■ **Set task**
Repeat the stretch of lines from the one containing "Task: indicate the black and" through the one containing "[(474, 277)]", keeping every line, and shift each coordinate in the answers by adding 79 to it.

■ **Provided information**
++++

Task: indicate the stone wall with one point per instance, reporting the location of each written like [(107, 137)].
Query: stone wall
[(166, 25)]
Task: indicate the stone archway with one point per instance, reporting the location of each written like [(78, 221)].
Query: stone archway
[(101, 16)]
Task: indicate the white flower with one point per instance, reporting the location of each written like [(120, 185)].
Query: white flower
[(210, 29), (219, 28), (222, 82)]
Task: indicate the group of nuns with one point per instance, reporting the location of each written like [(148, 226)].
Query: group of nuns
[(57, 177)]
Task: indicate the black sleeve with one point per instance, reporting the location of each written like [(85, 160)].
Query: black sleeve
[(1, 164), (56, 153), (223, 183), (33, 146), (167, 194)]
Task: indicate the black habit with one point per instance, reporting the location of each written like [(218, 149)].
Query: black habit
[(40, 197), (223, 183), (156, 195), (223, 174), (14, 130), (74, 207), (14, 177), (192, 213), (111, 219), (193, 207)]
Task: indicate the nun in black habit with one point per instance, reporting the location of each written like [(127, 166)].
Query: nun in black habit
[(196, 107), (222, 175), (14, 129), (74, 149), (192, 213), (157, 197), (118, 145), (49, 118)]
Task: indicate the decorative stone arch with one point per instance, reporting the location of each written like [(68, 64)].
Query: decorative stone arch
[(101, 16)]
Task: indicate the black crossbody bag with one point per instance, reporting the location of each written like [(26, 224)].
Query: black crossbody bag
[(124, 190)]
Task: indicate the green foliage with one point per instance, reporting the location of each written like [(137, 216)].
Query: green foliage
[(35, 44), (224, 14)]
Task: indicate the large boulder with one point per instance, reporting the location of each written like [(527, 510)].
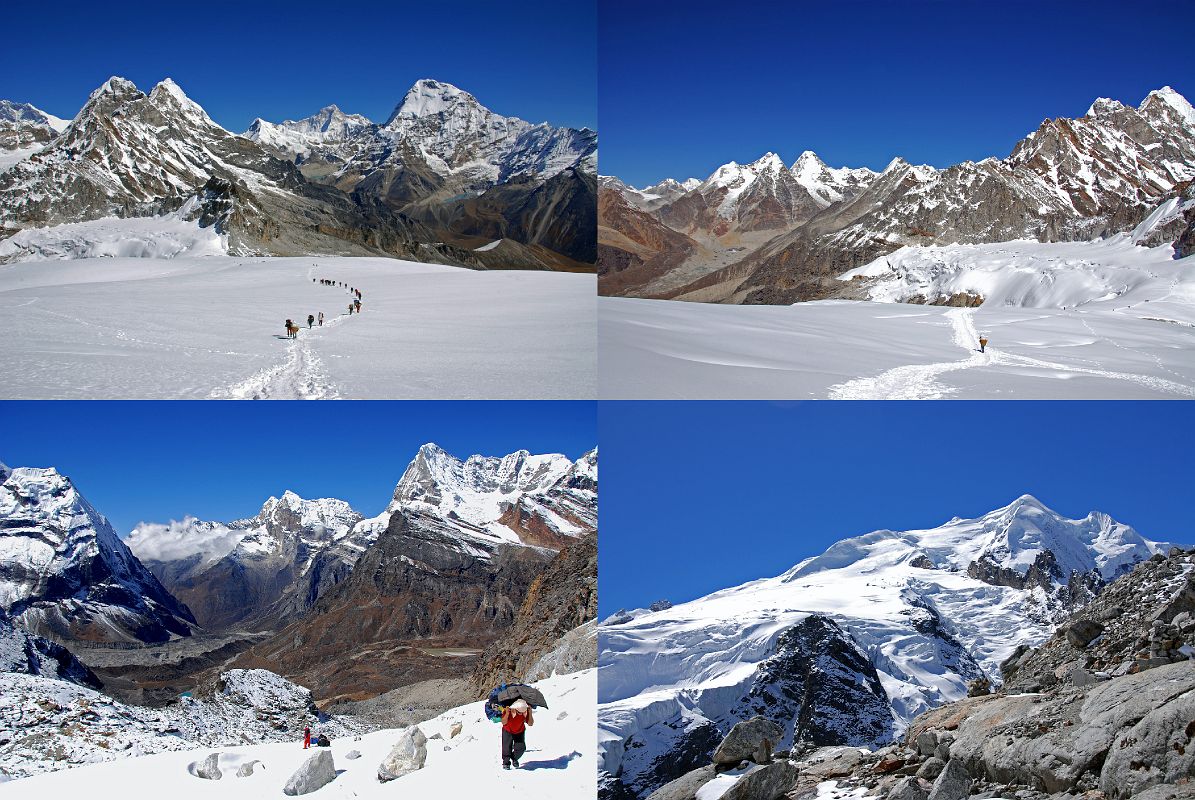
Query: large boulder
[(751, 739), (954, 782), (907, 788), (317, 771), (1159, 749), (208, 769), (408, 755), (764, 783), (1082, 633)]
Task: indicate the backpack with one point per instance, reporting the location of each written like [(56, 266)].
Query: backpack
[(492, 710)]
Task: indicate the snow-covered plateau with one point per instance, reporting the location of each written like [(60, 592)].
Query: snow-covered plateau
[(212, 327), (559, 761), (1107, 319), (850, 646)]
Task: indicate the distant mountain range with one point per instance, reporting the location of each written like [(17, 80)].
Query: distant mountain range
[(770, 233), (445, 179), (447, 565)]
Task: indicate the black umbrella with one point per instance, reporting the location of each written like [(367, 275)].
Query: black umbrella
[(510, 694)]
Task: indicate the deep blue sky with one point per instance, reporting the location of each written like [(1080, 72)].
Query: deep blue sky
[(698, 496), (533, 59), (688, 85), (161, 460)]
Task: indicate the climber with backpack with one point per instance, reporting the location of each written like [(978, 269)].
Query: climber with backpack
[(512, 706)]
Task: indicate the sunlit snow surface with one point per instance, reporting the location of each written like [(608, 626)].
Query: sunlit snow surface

++++

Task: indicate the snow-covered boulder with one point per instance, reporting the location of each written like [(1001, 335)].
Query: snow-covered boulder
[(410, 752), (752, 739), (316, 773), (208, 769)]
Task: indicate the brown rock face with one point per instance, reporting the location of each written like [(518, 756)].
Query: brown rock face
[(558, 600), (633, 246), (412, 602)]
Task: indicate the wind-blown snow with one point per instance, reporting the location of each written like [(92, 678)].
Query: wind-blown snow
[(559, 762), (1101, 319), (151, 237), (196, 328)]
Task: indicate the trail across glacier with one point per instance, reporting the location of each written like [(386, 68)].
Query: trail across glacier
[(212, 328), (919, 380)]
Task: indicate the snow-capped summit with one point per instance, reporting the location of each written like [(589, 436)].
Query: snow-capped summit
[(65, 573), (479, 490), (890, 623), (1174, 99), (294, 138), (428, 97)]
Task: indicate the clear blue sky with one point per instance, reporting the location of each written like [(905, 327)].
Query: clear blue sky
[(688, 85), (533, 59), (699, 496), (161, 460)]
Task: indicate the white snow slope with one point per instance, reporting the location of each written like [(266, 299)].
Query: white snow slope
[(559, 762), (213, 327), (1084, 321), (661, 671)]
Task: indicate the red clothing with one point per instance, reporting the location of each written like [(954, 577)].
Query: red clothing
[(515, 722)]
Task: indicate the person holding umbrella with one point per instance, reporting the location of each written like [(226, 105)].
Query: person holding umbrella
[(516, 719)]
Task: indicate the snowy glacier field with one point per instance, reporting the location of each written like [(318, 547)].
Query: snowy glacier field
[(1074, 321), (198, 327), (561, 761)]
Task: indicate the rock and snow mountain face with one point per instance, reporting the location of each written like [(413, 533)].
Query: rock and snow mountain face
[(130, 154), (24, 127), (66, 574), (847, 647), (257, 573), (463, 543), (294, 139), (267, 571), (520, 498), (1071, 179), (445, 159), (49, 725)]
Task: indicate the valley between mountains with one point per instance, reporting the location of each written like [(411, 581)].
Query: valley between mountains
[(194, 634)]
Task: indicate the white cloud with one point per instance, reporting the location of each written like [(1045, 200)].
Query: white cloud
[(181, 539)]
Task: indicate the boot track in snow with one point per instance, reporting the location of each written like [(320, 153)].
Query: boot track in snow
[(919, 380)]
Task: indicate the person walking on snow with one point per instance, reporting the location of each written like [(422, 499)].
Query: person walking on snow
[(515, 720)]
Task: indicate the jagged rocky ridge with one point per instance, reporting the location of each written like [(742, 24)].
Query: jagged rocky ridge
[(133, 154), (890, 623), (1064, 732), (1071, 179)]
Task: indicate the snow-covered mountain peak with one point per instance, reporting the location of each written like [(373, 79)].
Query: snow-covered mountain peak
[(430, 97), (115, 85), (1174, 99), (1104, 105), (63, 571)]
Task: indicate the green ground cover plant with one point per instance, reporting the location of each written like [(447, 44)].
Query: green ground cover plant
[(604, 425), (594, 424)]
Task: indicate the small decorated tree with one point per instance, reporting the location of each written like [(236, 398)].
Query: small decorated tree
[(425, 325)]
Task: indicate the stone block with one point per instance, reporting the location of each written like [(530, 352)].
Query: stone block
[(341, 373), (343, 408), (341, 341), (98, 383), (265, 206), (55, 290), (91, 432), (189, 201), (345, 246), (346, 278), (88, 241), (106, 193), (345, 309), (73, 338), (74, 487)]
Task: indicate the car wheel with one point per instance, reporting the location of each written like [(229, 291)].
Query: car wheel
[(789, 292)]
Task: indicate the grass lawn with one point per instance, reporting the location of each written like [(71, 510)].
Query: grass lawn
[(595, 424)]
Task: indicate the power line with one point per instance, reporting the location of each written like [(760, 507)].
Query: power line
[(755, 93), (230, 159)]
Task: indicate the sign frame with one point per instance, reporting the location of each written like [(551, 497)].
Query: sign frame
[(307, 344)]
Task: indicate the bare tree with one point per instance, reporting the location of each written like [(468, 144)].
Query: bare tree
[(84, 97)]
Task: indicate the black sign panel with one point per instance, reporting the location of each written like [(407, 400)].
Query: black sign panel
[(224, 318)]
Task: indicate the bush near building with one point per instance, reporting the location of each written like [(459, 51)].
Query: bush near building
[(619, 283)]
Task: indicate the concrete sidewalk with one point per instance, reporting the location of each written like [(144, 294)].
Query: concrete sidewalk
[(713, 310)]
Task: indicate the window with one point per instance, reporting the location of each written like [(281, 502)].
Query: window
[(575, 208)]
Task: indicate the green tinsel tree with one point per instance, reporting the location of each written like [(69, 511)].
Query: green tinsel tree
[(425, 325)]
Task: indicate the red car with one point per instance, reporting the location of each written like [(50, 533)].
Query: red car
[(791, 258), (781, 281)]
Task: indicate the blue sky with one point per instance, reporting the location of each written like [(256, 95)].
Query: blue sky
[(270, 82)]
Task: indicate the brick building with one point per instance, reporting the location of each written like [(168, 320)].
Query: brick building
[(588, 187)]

++++

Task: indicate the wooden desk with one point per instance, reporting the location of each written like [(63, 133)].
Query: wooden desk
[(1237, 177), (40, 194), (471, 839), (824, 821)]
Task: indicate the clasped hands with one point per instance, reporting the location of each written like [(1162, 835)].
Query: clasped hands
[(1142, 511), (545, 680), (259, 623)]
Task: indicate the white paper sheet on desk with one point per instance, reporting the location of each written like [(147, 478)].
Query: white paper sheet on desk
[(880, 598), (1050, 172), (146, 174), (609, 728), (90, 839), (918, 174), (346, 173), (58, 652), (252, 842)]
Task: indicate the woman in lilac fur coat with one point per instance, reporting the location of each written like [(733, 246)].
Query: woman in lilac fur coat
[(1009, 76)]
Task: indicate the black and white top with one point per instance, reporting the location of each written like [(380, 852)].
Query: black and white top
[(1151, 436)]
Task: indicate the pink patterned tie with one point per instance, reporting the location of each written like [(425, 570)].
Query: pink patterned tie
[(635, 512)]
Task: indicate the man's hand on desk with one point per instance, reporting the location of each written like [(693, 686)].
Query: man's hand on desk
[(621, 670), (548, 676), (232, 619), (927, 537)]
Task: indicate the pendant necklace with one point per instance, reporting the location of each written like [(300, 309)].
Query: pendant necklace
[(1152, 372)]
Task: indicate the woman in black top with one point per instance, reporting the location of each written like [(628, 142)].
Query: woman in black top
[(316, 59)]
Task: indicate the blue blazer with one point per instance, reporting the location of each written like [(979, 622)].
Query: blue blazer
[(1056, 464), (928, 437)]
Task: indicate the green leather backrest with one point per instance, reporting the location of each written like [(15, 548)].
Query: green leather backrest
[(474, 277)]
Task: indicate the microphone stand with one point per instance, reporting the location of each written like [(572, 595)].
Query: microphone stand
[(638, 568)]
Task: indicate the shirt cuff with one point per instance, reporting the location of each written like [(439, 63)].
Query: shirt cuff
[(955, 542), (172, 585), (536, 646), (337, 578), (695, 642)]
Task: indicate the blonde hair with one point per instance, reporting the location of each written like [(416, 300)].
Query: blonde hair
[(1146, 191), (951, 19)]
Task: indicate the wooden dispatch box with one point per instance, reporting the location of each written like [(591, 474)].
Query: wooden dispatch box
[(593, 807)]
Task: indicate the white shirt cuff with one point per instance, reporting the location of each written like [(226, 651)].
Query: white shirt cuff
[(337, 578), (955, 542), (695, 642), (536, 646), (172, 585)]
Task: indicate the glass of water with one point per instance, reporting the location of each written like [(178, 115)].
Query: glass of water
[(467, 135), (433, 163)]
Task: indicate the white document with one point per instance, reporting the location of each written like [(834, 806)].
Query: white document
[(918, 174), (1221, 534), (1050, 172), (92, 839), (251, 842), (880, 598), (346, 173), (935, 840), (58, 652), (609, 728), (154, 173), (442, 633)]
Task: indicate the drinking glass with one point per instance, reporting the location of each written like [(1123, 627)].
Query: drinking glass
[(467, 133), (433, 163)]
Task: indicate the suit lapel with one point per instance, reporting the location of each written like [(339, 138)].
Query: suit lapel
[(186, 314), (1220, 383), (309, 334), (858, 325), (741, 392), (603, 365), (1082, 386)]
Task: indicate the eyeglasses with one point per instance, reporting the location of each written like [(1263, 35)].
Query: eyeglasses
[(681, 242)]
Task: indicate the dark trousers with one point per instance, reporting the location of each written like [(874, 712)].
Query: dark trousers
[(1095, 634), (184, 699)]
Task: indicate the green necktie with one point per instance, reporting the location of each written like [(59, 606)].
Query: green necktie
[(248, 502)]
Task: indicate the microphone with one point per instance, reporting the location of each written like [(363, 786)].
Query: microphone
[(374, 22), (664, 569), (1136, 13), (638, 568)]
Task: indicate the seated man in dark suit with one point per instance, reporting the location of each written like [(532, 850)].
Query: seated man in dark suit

++++

■ **Exercise solution**
Task: indicate the black and white top with one point per instance, reporting the location of each written like [(380, 852)].
Query: black and white top
[(1230, 515)]
Task: indicate the pink patterned tie with one point per instance, reporting the location of each written like [(425, 570)].
Query: pink patterned tie
[(714, 591)]
Task: indicate the man's hand on desk with one point per instance, reporting the location of each written like [(693, 686)].
Query: man's hand on desk
[(700, 749), (627, 755), (311, 698), (1006, 616)]
Task: indicate the pendant necklace with one point per instance, reporting the location of each written like [(300, 309)].
Query: pendant necklace
[(1231, 451)]
Task: indicate the woman in black top with one point per instance, reporting the location of each written like [(628, 142)].
Query: woman in black top
[(395, 138)]
Task: indicate the blue blazer with one point per instance, reporting the location of each written like [(979, 622)].
Query: blue blazer
[(1135, 543), (1007, 516)]
Task: indicate the green leather backrest with one point per instance, reporting the location of each written like [(15, 548)].
Query: green leather backrest
[(553, 356)]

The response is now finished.